* What to produce:
Can you output each line of the data below as a JSON list of strings, one string per line, with blank lines left out?

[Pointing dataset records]
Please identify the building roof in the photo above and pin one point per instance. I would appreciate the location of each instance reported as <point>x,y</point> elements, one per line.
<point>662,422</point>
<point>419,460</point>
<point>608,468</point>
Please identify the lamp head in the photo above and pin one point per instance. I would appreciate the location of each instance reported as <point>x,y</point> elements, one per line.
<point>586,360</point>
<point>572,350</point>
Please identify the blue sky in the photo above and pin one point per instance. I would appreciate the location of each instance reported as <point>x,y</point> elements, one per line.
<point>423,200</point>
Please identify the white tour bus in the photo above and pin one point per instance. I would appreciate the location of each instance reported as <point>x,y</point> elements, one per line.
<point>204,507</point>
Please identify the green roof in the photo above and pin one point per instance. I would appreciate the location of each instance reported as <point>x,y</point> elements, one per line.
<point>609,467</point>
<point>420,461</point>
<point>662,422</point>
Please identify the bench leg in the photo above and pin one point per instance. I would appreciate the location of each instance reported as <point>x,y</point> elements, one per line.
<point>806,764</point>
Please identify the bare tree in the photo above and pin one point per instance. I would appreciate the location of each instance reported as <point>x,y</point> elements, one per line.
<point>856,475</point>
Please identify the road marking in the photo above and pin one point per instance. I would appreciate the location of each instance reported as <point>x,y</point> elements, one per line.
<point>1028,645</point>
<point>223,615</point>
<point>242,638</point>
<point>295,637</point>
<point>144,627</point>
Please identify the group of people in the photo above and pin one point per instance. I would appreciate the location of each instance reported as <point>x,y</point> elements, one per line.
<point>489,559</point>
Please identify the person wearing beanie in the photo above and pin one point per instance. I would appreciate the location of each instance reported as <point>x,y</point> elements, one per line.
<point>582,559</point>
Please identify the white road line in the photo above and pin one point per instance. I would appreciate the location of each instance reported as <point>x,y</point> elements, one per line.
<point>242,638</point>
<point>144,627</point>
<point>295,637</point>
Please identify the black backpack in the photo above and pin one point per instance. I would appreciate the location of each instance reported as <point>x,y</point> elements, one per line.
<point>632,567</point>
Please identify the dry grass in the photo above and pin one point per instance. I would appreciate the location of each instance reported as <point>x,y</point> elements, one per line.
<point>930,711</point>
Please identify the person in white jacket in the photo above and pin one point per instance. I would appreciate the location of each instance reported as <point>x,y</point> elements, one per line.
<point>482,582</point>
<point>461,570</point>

* Response for this exercise:
[
  "Please identify the building roof in the photo above and pin one point per instance. I would appreciate the location of each instance reported as <point>x,y</point> elements, one per line.",
  "<point>662,422</point>",
  "<point>419,460</point>",
  "<point>608,468</point>",
  "Please identify the lamp head in the photo above and pin one point per instance. I would appreciate the location of each instance reported as <point>x,y</point> elements, one per line.",
  "<point>586,360</point>",
  "<point>572,350</point>",
  "Please identify the blue sky in the photo above and pin one point per instance. I would appreciate the location of each instance reported as <point>x,y</point> elements, one per line.",
  "<point>423,200</point>",
  "Please identify the white tour bus in the photo above and pin one point per instance. I would appreciate the location of each instance reported as <point>x,y</point> elements, one per line.",
  "<point>204,507</point>",
  "Please identify the green roof in the photo above and pin one point per instance. I would appreciate the location of each instance reported as <point>x,y</point> elements, one per line.",
  "<point>609,467</point>",
  "<point>420,461</point>",
  "<point>662,422</point>",
  "Please identify the bench leg in the photo above and pin one point per instance. I would appreciate the location of each instance reported as <point>x,y</point> elements, one per line.",
  "<point>806,764</point>",
  "Please identify the bare tree in the photo above and pin one point per instance. I would appreciate the location of each instance reported as <point>x,y</point> elements, one per line.",
  "<point>856,475</point>",
  "Please identify the road marking in the photo above and pin one point per instance. I would appreciate the location of each instance reported as <point>x,y</point> elements, one per line.",
  "<point>1028,645</point>",
  "<point>223,615</point>",
  "<point>242,638</point>",
  "<point>295,637</point>",
  "<point>144,627</point>",
  "Please identify the group of people in the photo above and pin one point per instance. I would appreciate the location of each instance reported as <point>x,y</point> elements, one per line.",
  "<point>489,559</point>",
  "Please identify the person wearing beanie in the photo above and pin one point per instance. I would appreciate the location of each instance reported as <point>x,y</point> elements, one per line.",
  "<point>582,559</point>",
  "Please identify the white road line in the photo above and pin one point per instance. I would appreciate the location of each instance reported as <point>x,y</point> elements, one per line.",
  "<point>242,638</point>",
  "<point>144,627</point>",
  "<point>295,637</point>",
  "Please identify the black backpack in the photo above and pin one point per instance. I would appreciate the location of each instance reported as <point>x,y</point> elements, one per line.",
  "<point>632,567</point>",
  "Please identify the dry grass in the photo above and pin one point per instance. I would appreciate the location of each instance reported as <point>x,y</point> elements, one per line.",
  "<point>930,711</point>",
  "Please identify the person in white jacket in the photo above and pin one point per instance. I would appreciate the location of each instance reported as <point>x,y</point> elements, one per line.",
  "<point>482,582</point>",
  "<point>461,570</point>"
]